> Exercise
Only the images are to be dropped; the records themselves must be repeated exactly.

Referring expression pointing data:
_ _ _ _ _ _ _
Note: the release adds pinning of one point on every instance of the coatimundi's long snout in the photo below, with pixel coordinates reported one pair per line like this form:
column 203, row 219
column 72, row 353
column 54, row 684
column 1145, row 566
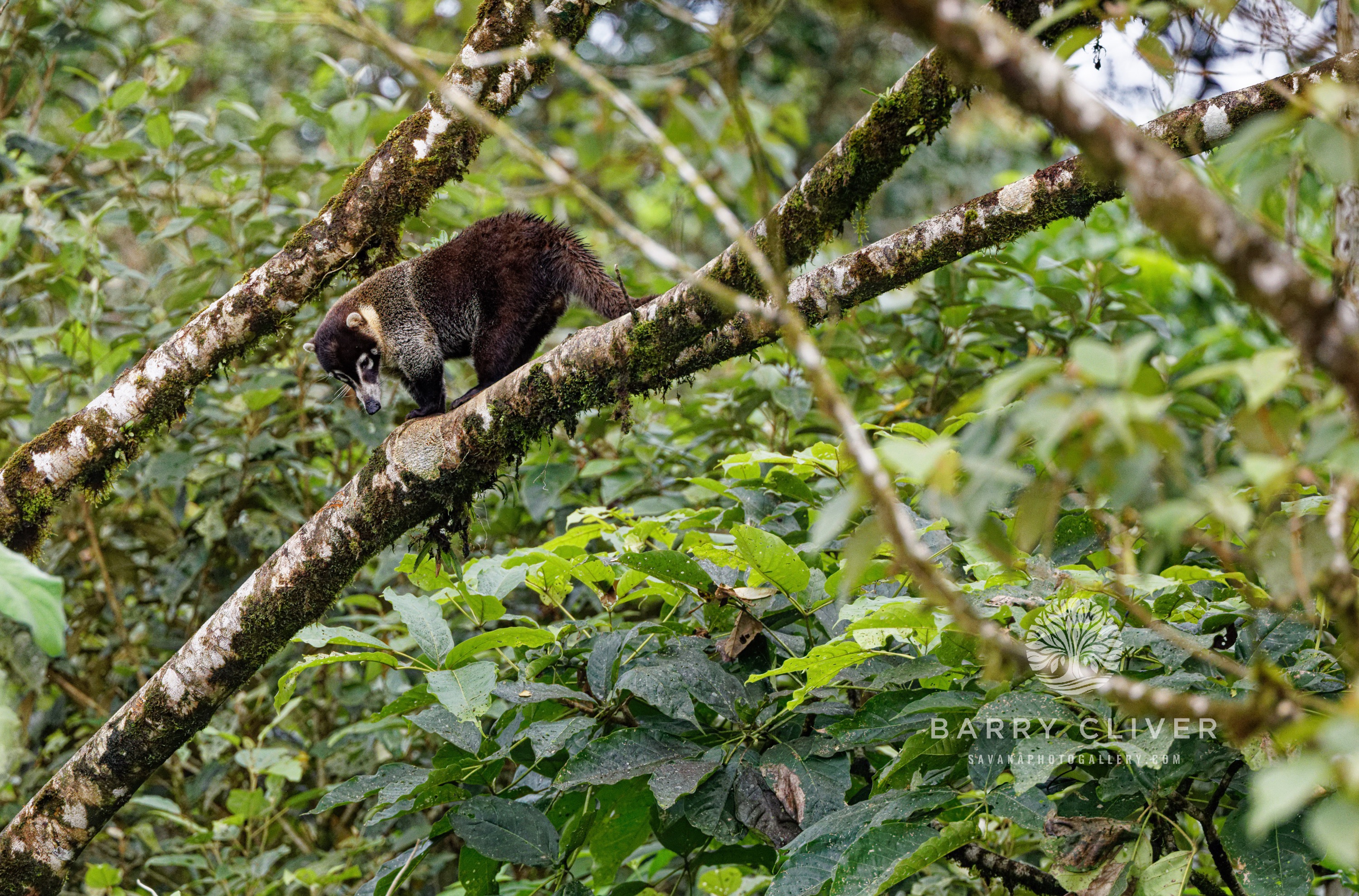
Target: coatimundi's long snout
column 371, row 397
_ _ _ _ _ _ _
> Answer to this problem
Note: the release adds pinning of one point on every instance of the coatimundi's long snout in the photo below, with pixel coordinates reported one pair per line like this form:
column 203, row 219
column 72, row 353
column 54, row 684
column 1145, row 566
Target: coatimundi's long snout
column 371, row 397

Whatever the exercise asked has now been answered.